* [Exercise]: Extend the opinion piece on Canada and systemic racism past its final sentence, keeping its voice and argument.

* [Text segment]:
Hill Times January 25, 2021
My family watched the inauguration of U.S. President Joe Biden. We shared with millions of people the awe and relief that grace and leadership has returned to the White House. Tears were shed to witness so many BIPOC on podiums that day and evening. And then my daughter asked me, “why doesn’t our prime minister make real change, like an executive order against systemic racism?”
Daughter, that’s a complicated question. We don’t do executive orders, we do orders in council. We make key decisions through cabinet via departmental proposals. We do ministerial mandate letters. And let’s not forget that Canada does have laws and policies and expectations on workplace inclusion. Just this month, laws changed to be even more stringent against discrimination and harassment in the workplace. And let’s celebrate that the COVID-19 vaccines are prioritizing First Nations on reserve first because the evidence on risk demands it.
I could have given her these answers, but my daughter was not asking about the legalities. She was asking why so little has changed in Canada on racism against Indigenous peoples, why our leaders are quiet on systemic racism, and why her mother has to continue to do this work?
I didn’t have a good response.
Canada has taken many steps to reduce racism in the workplace because the workplace is within the reach of the law— except so is the RCMP with all sorts of documented racism issues and nothing has been done there. We have laws against racism—except Indigenous peoples still die in hospitals due to racism without much consequence for health leaders and systems. Deputy ministers and assistant deputy ministers hold up their copies of the TRC Calls to Action— and then spend millions fighting against releasing the hordes of documents on the horrible abuse at the infamous St. Anne’s residential school to hide the truth. Canada vaunts its human rights voice on the world stage—but never called out the demagogue Donald Trump who put kids in cages for political gain. This federal government talks about reconciliation— but has no plan after five years. This Liberal Party vaunted its commitment to Indigenous peoples, but in one of the whitest cabinets recently, there is only one Indigenous cabinet minister.

(Referring expression data)
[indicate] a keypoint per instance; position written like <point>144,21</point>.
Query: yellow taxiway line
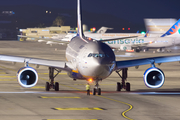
<point>71,119</point>
<point>57,97</point>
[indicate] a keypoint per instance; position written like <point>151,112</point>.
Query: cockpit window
<point>97,55</point>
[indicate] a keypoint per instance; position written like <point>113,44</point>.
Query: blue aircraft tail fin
<point>173,29</point>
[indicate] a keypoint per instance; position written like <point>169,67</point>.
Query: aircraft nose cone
<point>99,69</point>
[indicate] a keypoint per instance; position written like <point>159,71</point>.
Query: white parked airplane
<point>89,59</point>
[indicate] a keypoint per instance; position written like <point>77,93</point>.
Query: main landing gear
<point>51,85</point>
<point>123,84</point>
<point>97,89</point>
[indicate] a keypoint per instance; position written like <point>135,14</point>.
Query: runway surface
<point>72,103</point>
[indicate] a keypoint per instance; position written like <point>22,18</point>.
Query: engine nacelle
<point>154,77</point>
<point>27,77</point>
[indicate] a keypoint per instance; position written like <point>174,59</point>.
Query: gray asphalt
<point>72,103</point>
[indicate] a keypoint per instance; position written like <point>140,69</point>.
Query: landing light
<point>90,80</point>
<point>129,50</point>
<point>150,42</point>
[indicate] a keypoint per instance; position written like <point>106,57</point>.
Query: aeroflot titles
<point>126,41</point>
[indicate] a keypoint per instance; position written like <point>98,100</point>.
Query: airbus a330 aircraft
<point>89,59</point>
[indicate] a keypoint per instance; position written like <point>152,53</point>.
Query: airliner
<point>141,42</point>
<point>89,59</point>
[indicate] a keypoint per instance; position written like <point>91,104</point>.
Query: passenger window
<point>90,55</point>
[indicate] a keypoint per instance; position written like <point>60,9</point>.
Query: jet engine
<point>154,77</point>
<point>27,77</point>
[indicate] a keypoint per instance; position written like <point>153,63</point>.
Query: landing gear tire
<point>56,86</point>
<point>118,86</point>
<point>127,86</point>
<point>94,91</point>
<point>99,91</point>
<point>47,86</point>
<point>137,49</point>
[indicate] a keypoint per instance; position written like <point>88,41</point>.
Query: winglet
<point>80,30</point>
<point>146,33</point>
<point>173,29</point>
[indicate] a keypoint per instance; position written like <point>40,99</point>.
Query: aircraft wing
<point>46,39</point>
<point>50,63</point>
<point>142,44</point>
<point>118,38</point>
<point>144,61</point>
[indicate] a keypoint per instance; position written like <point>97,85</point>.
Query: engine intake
<point>27,77</point>
<point>154,77</point>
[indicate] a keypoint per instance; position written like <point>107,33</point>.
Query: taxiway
<point>72,103</point>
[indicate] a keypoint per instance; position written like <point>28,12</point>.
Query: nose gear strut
<point>96,88</point>
<point>51,85</point>
<point>123,84</point>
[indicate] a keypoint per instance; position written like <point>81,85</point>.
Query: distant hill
<point>32,15</point>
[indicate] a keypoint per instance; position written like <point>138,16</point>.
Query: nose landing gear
<point>123,84</point>
<point>97,89</point>
<point>51,85</point>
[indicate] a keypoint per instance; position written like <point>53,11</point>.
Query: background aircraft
<point>89,59</point>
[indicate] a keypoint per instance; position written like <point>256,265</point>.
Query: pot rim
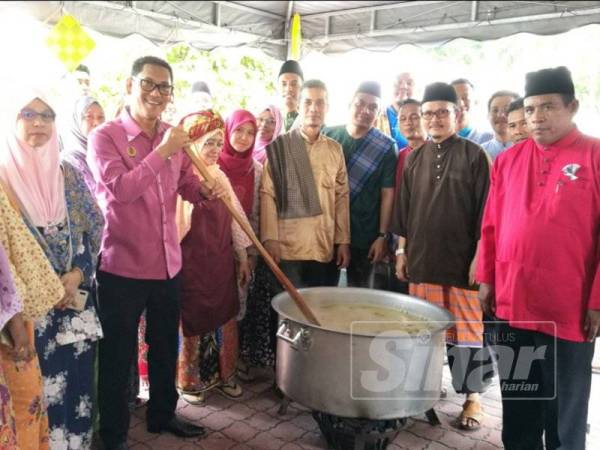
<point>283,296</point>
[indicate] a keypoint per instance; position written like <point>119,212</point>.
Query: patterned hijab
<point>32,175</point>
<point>260,154</point>
<point>239,167</point>
<point>200,126</point>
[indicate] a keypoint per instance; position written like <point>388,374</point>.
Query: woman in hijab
<point>87,114</point>
<point>211,243</point>
<point>244,173</point>
<point>270,124</point>
<point>29,289</point>
<point>57,206</point>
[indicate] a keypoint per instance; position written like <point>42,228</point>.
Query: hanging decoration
<point>69,42</point>
<point>295,38</point>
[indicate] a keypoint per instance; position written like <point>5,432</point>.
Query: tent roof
<point>327,26</point>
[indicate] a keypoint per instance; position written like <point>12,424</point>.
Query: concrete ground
<point>253,422</point>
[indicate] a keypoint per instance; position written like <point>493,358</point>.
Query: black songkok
<point>440,92</point>
<point>549,81</point>
<point>291,66</point>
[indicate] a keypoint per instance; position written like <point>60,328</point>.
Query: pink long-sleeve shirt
<point>540,238</point>
<point>137,192</point>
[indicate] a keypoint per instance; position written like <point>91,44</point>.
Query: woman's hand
<point>71,281</point>
<point>23,348</point>
<point>244,273</point>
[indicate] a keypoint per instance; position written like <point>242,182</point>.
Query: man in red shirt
<point>539,269</point>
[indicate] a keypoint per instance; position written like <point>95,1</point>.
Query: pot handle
<point>283,332</point>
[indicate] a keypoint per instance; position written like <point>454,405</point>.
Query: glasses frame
<point>160,87</point>
<point>47,116</point>
<point>443,113</point>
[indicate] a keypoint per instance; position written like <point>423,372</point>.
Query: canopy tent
<point>327,26</point>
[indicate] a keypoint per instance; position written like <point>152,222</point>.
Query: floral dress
<point>66,340</point>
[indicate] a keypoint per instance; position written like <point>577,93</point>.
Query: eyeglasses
<point>260,121</point>
<point>440,114</point>
<point>213,144</point>
<point>149,85</point>
<point>29,115</point>
<point>412,118</point>
<point>370,107</point>
<point>498,111</point>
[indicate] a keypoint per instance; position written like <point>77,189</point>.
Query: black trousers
<point>548,402</point>
<point>472,368</point>
<point>121,302</point>
<point>310,273</point>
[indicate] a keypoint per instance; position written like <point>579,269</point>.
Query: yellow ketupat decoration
<point>69,42</point>
<point>296,37</point>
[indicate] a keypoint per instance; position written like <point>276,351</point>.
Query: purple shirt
<point>137,191</point>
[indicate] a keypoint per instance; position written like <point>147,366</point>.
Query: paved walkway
<point>253,422</point>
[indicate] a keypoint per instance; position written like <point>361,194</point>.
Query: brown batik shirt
<point>442,197</point>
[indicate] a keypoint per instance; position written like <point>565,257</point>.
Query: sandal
<point>194,398</point>
<point>230,390</point>
<point>471,416</point>
<point>244,372</point>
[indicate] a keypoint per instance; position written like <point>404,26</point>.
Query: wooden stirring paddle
<point>289,287</point>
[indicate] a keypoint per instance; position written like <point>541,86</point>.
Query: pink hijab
<point>239,167</point>
<point>32,175</point>
<point>260,154</point>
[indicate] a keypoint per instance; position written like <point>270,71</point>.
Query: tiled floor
<point>253,422</point>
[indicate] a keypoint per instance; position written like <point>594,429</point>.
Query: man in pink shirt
<point>140,170</point>
<point>539,269</point>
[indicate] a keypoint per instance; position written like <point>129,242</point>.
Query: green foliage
<point>234,78</point>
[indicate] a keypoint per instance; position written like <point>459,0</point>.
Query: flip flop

* [Task response]:
I came up with a response for my daughter and I don’t like the response. The answer is the prime minister and most premiers will not take political risk to protect those who need it most. Some leaders don’t believe it’s really a problem, some don’t see it as an urgent enough issue, and some benefit from donors who don’t want the issue resolved.
Against all wisdom, there’s talk of a federal election in the air. So, if political parties really mean it when they say they care about reconciliation and racial safety for all Canadians, they would put at least 30 per cent BIPOC candidates on tickets, put real money in platforms for Indigenous economic inclusion, enforce consequences for racism in health, and finally, publicly call out leaders who refuse to fight against systemic racism against Indigenous Canadians.
But don’t hold your breath for that.
CEOs and board members of non-profits, health, municipal governments and private sectors, here’s your chance. Read the New Federal Workplace Harassment and Violence Prevention Regulations again which came into effect this month, and choose to implement it for racism too. Not surprisingly the federal government did not list racism in this revision as strongly as sexual harassment, but that doesn’t mean that you shouldn’t. Do better than the feds. This is what reconciliation looks like in your organization—implementing stringent anti-racism procedures and policies. Consider this your executive order, your legacy.